>> Start Given passage
No customer's names?
Sorry.
Well, you know, it's a new concept.
And yeah, we're working with them to help them build that out.
But I would say that those were their concepts, their ideas.
They got inquiries from their customers to provide that type of service.
Well, I'll tell you one name and you don't have to say anything.
I'll say it because it's on your website.
I'm so glad they're your customer.
If this is true, it's Ticketmaster because I can't get my T-Swift tickets.
I can't get my other tickets.
I need to get these tickets, Ticketmaster.
Come on, SLO.
Anyways, I can imagine that's got to be somewhere in there.
Well, I've heard that the ticket sale went much better than some other ticket sales.
Yeah.
Oh, is that right?
Well, maybe that's a good thing.
I didn't hear any news about this, so maybe it went better, but yeah.
Right.
Gosh, the world would be on fire if you couldn't get your Beyonce tickets.
Oh, yes.
Oh, yeah.
I just bought some Jerry Seinfeld tickets here in Austin via Ticketmaster.
Had no problem, thankfully.
Jerry Seinfeld is a little less popular than, say, Taylor Swift or Beyonce, but still cool.
Still cool.
I agree.
I missed his performance in Santa Barbara a month ago or so.
You know, when I did some initial research on this, I like to go to a couple of different sources.
One that sort of is an easy button, but not everybody goes there for their first search. And it's YouTube.
And the reason why I go there is because I'm a premium YouTube user.
I cannot stand advertisements on YouTube.
They're just terrible.
I don't mind good ads.
I hate bad ads.
Yeah.
But I go to YouTube and I search SLOs and I start to get educated on SLOs and who's
using them, who's talking about them and whatnot.
And it's mostly Google and then you.
Right?
Okay.
So like the results were Google, Google, Google, and then Noble 9.
And I think it was a 90-second video.
It was like SLOs in 90 seconds.
So one, I would optimize more for maybe improving that video
or doing a follow-up that's better because the audio quality wasn't super amazing.
But you did commit to your objective. There you go, which was 90 seconds. So congratulations
on that. But I mean, it feels like this is an enterprise problem coming down to everyday
applications. Would you agree with that? Like where's the maturity with SLOs? They're becoming
more known. You're about a year or so into this more well-known space. But what's the maturity level of teams truly leveraging SLOs to their advantage?
So first of all, interesting, I got to go do the YouTube search because that's definitely not something that we see in real life.
I think the situation is that, you know, Google definitely has been pushing the concepts for a long time and they have teams that just focus on that 100%.
But within engagements that we have outside,
there are a couple other companies that focus on SLOs,
but every single monitoring company
or observability company out there
has got some kind of solution
or something to say about SLOs.
And that's really like the real life situation for us.
Data Trace, Data Dog, Neuralik.
I mean, everybody else, right?
Just name them.
So the real life, I guess, it's a little different than YouTube.
And then maturity, where is it?
You know, it's our point of view.
Like we haven't really done like a huge market, you know, research.
>> End Given passage
>> Start Entries provided
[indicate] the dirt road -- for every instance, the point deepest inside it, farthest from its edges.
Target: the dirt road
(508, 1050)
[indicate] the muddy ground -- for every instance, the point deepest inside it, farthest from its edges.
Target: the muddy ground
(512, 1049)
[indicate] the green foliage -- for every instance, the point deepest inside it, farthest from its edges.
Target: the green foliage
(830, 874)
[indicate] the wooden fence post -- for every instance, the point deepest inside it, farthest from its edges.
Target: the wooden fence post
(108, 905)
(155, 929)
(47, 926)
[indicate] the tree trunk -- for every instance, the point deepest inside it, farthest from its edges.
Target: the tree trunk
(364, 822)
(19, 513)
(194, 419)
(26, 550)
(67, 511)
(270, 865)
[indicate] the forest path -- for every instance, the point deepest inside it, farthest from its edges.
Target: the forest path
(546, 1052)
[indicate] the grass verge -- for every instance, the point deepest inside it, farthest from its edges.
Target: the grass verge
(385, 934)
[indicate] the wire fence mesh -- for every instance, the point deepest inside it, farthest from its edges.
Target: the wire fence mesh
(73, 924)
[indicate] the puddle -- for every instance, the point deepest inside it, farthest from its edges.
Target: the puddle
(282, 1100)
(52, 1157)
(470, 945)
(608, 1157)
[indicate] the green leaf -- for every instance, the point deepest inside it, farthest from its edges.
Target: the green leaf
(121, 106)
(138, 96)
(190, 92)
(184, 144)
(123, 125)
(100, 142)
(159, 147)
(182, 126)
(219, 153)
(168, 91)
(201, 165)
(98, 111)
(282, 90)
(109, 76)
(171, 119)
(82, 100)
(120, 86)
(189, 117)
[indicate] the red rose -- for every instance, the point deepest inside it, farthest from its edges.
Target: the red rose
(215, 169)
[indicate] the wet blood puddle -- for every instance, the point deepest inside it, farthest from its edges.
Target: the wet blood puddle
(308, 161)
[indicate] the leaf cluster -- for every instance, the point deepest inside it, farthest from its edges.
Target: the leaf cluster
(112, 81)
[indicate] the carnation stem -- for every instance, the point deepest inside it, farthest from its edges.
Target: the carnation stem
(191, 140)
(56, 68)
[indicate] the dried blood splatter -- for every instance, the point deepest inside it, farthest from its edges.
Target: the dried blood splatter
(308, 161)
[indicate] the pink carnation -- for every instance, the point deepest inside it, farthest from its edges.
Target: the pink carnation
>> End Entries provided
Tasks »
a: In the SLO discussion, why did one speaker suggest improving the 90-second video?
b: Translate this sentence from the SLO discussion into Spanish: "They got inquiries from their customers to provide that type of service."
The data plays no role here.

Completed exercise »
a: The audio quality wasn't super amazing.

b: Recibieron consultas de sus clientes para ofrecer ese tipo de servicio.